• TEXT BLOCK
The Compensation Committee is comprised exclusively of independent outside directors. In making its determinations with respect to executive compensation, the Compensation Committee has the authority to engage its own advisors to assist in carrying out its responsibilities. The engagement of services from the compensation consultant provides input on trends in executive compensation and an outside perspective on our executive compensation practices and assists with our peer group benchmarking analysis. The Compensation Committee uses the consultant to assist in the identification and selection of peer companies for purposes of comparing compensation practices, to provide guidance regarding the amount and types of compensation that we provide to our executives and Board of Directors, and other compensation-related matters.

 

In making its determinations with respect to executive compensation, the Compensation Committee has periodically engaged the services of a compensation consultant to provide input on trends in executive compensation and to obtain an outside perspective on our executive compensation practices and assist with our peer group benchmarking analysis. The Compensation Committee does not believe a formal annual peer group assessment by an independent third party is necessary unless either internal factors, such as employee turn-over, or external factors, such as published reports in industry periodicals, indicate significant changes in executive compensation have taken place. In 2018 the Company engaged Burke Group, LLC (“Burke”) as the compensation consultant to provide the following services:

 

  •   Recommend changes to the peer group of comparable companies;

 

  •   Complete a competitive analysis of compensation for each executive utilizing comparable peer company compensation data;

 

  •   Provide assistance with our long-term incentive strategy; and

 

  •   Provide general executive compensation advice.

• BRIEF 1
Render the rows below as a numbered list, from the line containing "# test: identify the open" through the last row, inclusive, leaving out any blank lines.

• DATASET CONTENT
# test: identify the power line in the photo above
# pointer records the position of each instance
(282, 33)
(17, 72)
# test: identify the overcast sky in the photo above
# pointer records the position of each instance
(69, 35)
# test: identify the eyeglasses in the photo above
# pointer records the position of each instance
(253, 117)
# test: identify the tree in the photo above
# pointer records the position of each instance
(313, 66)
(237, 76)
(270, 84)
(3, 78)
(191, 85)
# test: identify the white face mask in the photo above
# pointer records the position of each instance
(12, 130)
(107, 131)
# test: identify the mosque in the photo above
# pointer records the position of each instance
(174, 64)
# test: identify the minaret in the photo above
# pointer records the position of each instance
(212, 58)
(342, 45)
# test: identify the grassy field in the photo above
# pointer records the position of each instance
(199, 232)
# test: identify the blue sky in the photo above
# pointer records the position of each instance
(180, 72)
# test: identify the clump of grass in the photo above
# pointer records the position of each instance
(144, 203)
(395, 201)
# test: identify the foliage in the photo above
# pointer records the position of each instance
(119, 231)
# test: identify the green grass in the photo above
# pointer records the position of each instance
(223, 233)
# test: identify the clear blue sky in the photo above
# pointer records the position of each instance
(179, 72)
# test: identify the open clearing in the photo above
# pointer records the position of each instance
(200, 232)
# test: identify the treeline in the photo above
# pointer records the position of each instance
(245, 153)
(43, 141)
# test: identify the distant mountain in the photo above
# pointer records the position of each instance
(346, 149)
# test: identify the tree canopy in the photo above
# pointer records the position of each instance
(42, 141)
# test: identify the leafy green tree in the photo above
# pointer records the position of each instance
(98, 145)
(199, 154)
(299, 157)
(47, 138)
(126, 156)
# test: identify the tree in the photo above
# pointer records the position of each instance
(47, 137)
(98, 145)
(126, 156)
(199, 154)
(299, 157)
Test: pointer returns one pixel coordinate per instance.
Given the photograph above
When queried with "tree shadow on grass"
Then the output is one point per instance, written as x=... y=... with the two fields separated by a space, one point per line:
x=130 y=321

• BRIEF 2
According to the passage on the Compensation Committee, which firm did the Company engage as its compensation consultant in 2018?

• FULL ANSWER 1
1. # test: identify the open clearing in the photo above
2. # pointer records the position of each instance
3. (200, 232)
4. # test: identify the treeline in the photo above
5. # pointer records the position of each instance
6. (245, 153)
7. (43, 141)
8. # test: identify the distant mountain in the photo above
9. # pointer records the position of each instance
10. (346, 149)
11. # test: identify the tree canopy in the photo above
12. # pointer records the position of each instance
13. (42, 141)
14. # test: identify the leafy green tree in the photo above
15. # pointer records the position of each instance
16. (98, 145)
17. (199, 154)
18. (299, 157)
19. (47, 138)
20. (126, 156)
21. # test: identify the tree in the photo above
22. # pointer records the position of each instance
23. (47, 137)
24. (98, 145)
25. (126, 156)
26. (199, 154)
27. (299, 157)
28. Test: pointer returns one pixel coordinate per instance.
29. Given the photograph above
30. When queried with "tree shadow on grass"
31. Then the output is one point per instance, written as x=... y=... with the two fields separated by a space, one point per line:
32. x=130 y=321

• FULL ANSWER 2
Burke Group, LLC ("Burke").